Work to be completed> Beginning with the line that mentions "Per instance, any", reproduce every line through the last line of the entries, exactly, and only those.

Records shown>
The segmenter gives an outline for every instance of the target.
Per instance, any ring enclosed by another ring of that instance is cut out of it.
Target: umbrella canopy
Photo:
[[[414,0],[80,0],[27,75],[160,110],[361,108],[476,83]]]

Completed exercise>
Per instance, any ring enclosed by another ring of that instance is cut out of it.
Target: umbrella canopy
Photo:
[[[414,0],[80,0],[27,75],[160,110],[361,108],[476,83]]]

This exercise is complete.